◆ **PROBLEM STATEMENT**:
Copy the rows from the line containing "Short-answer question: Specify the bounding box of the blue" through the end of the rows, replacing "pixel coordinates" with "pixel positions" and leaving everything else unchanged.

◆ **DATA FOR THIS EXERCISE**:
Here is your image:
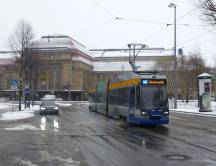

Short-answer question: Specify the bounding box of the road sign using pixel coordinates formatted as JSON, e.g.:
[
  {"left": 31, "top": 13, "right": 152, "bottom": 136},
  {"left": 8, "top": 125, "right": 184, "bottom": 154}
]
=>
[
  {"left": 10, "top": 80, "right": 18, "bottom": 90},
  {"left": 25, "top": 88, "right": 30, "bottom": 94}
]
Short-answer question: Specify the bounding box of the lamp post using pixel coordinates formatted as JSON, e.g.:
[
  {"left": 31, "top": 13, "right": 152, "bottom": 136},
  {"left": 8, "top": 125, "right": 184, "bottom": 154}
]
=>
[{"left": 168, "top": 3, "right": 178, "bottom": 108}]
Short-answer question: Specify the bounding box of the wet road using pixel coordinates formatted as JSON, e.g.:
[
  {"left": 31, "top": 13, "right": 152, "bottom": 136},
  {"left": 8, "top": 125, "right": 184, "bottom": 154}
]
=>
[{"left": 0, "top": 103, "right": 216, "bottom": 166}]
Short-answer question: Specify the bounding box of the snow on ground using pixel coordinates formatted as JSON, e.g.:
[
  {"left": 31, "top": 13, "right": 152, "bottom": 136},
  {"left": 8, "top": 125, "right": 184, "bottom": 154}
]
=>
[
  {"left": 0, "top": 104, "right": 40, "bottom": 120},
  {"left": 170, "top": 100, "right": 216, "bottom": 116},
  {"left": 56, "top": 103, "right": 72, "bottom": 107}
]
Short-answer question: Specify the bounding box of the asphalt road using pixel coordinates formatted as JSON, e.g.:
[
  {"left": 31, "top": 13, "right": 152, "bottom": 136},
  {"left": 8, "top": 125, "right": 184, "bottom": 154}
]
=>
[{"left": 0, "top": 103, "right": 216, "bottom": 166}]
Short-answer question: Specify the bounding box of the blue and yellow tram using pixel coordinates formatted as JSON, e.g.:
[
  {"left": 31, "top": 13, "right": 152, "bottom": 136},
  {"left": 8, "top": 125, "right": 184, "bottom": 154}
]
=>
[{"left": 89, "top": 72, "right": 169, "bottom": 125}]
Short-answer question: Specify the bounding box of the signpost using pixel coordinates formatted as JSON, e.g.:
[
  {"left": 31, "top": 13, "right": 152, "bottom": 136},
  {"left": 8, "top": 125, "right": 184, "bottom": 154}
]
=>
[{"left": 197, "top": 73, "right": 212, "bottom": 112}]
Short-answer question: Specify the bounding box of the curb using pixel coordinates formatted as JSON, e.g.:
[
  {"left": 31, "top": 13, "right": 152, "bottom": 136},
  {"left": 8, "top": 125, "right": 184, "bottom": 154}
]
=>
[{"left": 170, "top": 109, "right": 216, "bottom": 117}]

◆ **COMPLETE OUTPUT**:
Short-answer question: Specify the bounding box of the blue and yellow tram using pixel positions formatted as JSON, e.g.:
[
  {"left": 31, "top": 13, "right": 152, "bottom": 136},
  {"left": 8, "top": 125, "right": 184, "bottom": 154}
]
=>
[{"left": 89, "top": 72, "right": 169, "bottom": 125}]
Short-answer question: Specify the bounding box of the signpost using pixel positions formatted as JSON, e.g.:
[
  {"left": 31, "top": 13, "right": 152, "bottom": 136},
  {"left": 8, "top": 125, "right": 184, "bottom": 154}
]
=>
[{"left": 197, "top": 73, "right": 212, "bottom": 112}]
Short-answer question: Specify the bounding box of the curb using pixel positions formatted as JSON, e.g.:
[
  {"left": 31, "top": 13, "right": 152, "bottom": 136},
  {"left": 8, "top": 125, "right": 184, "bottom": 154}
]
=>
[{"left": 170, "top": 109, "right": 216, "bottom": 117}]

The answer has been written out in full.